• _Selected passage_:
--

Purpose : To develop optoretinography as a biomarker, we quantify the repeatability of the single cone optoretinogram (ORG) in healthy subjects within and across sessions.

Methods : Healthy subjects (N=4, 28-41 years) were imaged with an adaptive optics scanning laser ophthalmoscope (AOSLO, 785 nm, 1° x 1° field at 1.5° temporal retina). In each of two sessions, 100 AOSLO videos of the cone mosaic were acquired with a visible stimulus (545Δ10 nm, 2.75µW/deg2, 0.056s exposure duration) presented 1s after the start of recording. Twenty control (non-stimulus) videos were also acquired. The confocal intensities of single cones were normalized and standardized (Cooper et al., 2020). Videos were randomly sorted into two groups of 50 and an inclusion criteria for each cone was set as: cone signals were successfully measured for at least 10 out of the first 18 frames following the stimulus onset in at least 13 of the 50 videos in each group and session. The single-cone ORG time course was calculated using a moving root mean square (RMS) over a 5-frame window, with subtraction of the corresponding quantity from the control videos. ORG amplitude was determined as the 95th percentile of the ORG within one second of stimulus onset.

Results : Across subjects, 1007-2274 cones were included in the analysis. To investigate within and across session variation, ORG amplitudes were averaged over all cones. A one-way ANOVA showed no significant difference in the average ORG amplitude between groups in either session 1 [F (1,7) = 0.005, p = 0.943] or session 2 [F (1,7) = 0.604, p = .466]. A two-way ANOVA (Subject and Session) showed no significant difference across sessions [F (1,8) = 0.15, p = 0.709] nor an interaction [F (3,8) = 0.01, p = 0.998]. There was, however, a significant difference across subjects [F (3,8) = 5.27, p = 0.027]. Bland-Altman plots of the repeated ORG measures showed no systematic patterns, either within or across sessions. On average ~2% of cones remained in the lower 5th percentile of ORG amplitude while ~92% of cones remained in the upper 95th percentile, both within and across sessions.

Conclusions : The single cone ORG exhibited reasonable repeatability within and across sessions. It was possible to identify cones that had consistently low responses and to produce a reliable population measure by averaging single cone ORGs. Measuring single cone response has the potential to localize visual function assessment across health and disease.

This abstract was presented at the 2023 ARVO Annual Meeting, held in New Orleans, LA, April 23-27, 2023.

--

[Dataset records]
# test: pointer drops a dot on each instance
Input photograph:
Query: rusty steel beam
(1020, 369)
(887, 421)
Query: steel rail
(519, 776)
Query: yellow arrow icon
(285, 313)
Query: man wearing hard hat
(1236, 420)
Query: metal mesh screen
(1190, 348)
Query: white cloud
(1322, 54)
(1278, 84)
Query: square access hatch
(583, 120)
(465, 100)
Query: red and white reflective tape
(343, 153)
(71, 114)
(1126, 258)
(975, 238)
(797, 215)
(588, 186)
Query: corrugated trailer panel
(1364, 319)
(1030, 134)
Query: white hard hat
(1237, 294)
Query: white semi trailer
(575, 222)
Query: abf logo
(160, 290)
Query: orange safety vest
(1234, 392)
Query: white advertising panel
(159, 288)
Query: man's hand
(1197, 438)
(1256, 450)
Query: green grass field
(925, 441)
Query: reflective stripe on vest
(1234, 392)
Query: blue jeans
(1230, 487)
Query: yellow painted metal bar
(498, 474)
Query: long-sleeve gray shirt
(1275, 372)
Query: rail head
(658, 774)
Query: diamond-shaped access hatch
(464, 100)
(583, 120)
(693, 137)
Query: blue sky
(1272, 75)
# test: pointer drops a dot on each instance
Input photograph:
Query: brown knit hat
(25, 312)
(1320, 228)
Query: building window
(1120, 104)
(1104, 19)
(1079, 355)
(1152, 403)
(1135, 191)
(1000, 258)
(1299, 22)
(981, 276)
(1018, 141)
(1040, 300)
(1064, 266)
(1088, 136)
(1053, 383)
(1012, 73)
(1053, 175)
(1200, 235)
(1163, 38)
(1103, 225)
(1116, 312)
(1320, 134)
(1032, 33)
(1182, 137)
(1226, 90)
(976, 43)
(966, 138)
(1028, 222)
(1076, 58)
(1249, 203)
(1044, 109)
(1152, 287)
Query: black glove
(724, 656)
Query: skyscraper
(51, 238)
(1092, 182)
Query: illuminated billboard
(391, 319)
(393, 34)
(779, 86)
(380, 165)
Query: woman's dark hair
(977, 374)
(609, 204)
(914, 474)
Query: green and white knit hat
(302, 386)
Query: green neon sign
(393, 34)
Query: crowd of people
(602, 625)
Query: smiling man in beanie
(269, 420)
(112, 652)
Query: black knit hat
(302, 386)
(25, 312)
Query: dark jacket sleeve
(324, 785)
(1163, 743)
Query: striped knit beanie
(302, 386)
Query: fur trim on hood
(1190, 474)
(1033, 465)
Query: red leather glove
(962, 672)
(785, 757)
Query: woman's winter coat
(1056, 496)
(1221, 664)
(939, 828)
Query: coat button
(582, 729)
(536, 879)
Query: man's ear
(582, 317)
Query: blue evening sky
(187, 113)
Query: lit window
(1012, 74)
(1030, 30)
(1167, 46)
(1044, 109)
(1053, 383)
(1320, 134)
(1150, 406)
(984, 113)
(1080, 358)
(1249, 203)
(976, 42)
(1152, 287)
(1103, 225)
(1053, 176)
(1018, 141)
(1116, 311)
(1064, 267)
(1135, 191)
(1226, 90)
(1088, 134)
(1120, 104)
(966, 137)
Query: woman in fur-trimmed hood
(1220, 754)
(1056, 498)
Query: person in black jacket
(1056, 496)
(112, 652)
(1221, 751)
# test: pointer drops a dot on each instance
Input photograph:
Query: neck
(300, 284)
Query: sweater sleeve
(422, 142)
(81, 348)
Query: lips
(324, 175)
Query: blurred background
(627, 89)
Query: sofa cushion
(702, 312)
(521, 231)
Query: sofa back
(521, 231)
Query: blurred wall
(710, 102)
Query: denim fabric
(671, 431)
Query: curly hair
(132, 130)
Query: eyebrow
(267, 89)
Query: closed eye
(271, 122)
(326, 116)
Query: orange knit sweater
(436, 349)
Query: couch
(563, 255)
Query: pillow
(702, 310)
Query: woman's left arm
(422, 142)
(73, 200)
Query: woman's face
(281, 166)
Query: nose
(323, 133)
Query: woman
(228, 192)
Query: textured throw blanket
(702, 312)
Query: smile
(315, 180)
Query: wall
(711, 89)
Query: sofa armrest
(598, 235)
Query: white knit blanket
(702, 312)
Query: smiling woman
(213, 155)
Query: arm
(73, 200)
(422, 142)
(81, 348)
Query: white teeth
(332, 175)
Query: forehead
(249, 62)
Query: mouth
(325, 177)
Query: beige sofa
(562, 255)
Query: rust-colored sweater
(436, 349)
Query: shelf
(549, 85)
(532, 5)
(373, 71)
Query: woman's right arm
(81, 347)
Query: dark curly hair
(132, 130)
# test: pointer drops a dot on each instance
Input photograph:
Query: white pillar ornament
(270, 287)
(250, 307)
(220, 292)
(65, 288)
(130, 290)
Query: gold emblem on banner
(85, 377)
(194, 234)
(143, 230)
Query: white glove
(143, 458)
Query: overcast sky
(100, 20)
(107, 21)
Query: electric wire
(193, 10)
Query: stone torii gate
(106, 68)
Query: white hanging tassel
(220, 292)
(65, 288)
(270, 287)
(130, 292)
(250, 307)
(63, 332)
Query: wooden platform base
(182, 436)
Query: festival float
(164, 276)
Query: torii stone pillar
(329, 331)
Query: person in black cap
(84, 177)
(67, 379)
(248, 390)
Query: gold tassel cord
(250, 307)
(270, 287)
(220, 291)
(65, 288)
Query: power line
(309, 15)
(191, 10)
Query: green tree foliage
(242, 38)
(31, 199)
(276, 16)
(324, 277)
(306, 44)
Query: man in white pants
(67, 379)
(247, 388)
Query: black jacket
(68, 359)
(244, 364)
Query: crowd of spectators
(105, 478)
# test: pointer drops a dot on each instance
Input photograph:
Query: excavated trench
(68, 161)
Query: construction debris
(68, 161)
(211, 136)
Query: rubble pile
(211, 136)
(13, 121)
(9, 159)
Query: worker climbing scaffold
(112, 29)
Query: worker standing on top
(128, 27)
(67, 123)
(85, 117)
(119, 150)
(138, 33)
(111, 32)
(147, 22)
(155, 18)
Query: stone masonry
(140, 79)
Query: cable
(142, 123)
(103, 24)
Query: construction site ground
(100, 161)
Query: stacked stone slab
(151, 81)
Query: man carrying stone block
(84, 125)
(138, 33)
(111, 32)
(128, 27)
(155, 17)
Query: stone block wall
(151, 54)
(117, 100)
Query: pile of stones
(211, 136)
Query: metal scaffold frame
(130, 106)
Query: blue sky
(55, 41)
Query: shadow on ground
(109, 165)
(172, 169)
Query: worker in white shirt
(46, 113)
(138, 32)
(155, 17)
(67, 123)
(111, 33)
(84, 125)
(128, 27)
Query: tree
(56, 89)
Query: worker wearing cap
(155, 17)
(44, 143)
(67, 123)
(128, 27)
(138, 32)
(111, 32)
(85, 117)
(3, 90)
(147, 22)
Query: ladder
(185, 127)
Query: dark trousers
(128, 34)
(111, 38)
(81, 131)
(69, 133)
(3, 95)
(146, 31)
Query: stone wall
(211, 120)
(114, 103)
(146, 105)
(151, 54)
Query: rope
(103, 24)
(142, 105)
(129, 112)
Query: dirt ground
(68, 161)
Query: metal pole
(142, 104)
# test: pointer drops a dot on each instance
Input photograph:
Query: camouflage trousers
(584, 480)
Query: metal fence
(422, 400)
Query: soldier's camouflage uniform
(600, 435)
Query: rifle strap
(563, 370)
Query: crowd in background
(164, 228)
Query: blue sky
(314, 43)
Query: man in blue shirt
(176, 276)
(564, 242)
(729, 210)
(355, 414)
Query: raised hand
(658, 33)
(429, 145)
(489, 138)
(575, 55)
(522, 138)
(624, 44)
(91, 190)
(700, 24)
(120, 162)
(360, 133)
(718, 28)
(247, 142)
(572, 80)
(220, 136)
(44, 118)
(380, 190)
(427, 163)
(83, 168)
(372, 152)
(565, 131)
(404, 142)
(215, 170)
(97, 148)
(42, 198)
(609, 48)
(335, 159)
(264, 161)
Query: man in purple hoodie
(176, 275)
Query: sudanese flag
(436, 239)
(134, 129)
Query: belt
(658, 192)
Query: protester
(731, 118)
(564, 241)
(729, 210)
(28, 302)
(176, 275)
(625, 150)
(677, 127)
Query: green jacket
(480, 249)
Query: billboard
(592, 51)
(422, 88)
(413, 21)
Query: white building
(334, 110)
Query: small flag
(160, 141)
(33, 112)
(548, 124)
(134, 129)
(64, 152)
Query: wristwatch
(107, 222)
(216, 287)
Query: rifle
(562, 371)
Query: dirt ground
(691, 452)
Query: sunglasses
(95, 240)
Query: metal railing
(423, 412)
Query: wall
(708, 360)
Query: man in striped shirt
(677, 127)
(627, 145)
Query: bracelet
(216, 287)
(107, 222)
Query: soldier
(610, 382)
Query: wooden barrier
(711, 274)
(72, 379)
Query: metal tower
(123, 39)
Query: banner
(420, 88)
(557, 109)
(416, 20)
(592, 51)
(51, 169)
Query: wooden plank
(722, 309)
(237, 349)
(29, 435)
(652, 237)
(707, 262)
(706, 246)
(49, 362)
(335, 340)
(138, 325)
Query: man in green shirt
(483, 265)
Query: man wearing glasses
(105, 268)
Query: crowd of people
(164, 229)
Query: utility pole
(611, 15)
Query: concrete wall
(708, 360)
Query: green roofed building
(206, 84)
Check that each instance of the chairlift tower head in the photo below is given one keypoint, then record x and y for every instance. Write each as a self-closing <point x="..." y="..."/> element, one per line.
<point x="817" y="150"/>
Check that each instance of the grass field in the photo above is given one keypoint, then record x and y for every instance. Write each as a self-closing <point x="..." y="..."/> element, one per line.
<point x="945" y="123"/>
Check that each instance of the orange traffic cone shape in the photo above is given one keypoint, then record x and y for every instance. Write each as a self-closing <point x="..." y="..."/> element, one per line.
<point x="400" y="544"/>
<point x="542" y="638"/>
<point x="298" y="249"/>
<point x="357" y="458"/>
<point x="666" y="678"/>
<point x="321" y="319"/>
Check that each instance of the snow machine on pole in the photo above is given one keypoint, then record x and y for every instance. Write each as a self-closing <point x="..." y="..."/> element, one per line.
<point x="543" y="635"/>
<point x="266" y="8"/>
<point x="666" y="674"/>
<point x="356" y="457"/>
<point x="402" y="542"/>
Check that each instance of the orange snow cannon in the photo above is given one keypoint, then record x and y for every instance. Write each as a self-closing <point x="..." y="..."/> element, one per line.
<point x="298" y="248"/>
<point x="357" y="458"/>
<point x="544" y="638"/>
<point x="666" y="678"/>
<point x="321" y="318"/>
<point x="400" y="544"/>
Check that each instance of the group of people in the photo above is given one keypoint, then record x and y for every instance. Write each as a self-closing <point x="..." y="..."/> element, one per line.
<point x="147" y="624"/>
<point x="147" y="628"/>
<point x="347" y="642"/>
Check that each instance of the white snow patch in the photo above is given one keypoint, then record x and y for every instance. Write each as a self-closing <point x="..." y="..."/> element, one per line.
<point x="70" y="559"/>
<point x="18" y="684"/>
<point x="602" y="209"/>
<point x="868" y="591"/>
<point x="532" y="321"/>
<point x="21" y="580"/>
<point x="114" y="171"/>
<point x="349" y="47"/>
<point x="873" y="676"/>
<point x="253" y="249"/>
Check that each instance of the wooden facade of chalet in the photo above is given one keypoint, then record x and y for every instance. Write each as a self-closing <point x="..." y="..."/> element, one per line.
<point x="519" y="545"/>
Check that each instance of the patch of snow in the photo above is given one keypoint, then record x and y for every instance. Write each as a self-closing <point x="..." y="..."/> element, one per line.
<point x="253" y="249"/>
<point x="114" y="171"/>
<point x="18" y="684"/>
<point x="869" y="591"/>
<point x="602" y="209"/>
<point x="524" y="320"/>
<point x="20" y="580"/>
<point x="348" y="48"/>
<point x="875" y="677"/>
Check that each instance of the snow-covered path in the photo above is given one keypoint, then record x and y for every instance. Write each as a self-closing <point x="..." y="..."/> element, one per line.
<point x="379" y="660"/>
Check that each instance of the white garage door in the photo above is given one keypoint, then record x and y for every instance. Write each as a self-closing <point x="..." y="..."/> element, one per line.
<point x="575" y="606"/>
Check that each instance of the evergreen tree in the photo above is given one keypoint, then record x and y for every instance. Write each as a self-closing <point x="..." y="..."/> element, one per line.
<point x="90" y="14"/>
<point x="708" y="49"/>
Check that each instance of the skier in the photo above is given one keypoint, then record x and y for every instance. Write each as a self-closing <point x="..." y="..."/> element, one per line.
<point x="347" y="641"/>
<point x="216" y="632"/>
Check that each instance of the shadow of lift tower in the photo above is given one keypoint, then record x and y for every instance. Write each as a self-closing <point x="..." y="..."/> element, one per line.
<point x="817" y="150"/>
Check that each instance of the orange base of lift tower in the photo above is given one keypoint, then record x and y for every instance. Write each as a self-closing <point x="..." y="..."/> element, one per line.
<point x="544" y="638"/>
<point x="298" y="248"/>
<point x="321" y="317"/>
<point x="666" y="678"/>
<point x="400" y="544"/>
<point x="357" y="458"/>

--

• _Brief_: Could you rewrite the part of the cone optoretinogram abstract starting with "Conclusions : The" and going on through "health and disease.", editing "reasonable" to "acceptable"?

• _Result for this exercise_:
Conclusions : The single cone ORG exhibited acceptable repeatability within and across sessions. It was possible to identify cones that had consistently low responses and to produce a reliable population measure by averaging single cone ORGs. Measuring single cone response has the potential to localize visual function assessment across health and disease.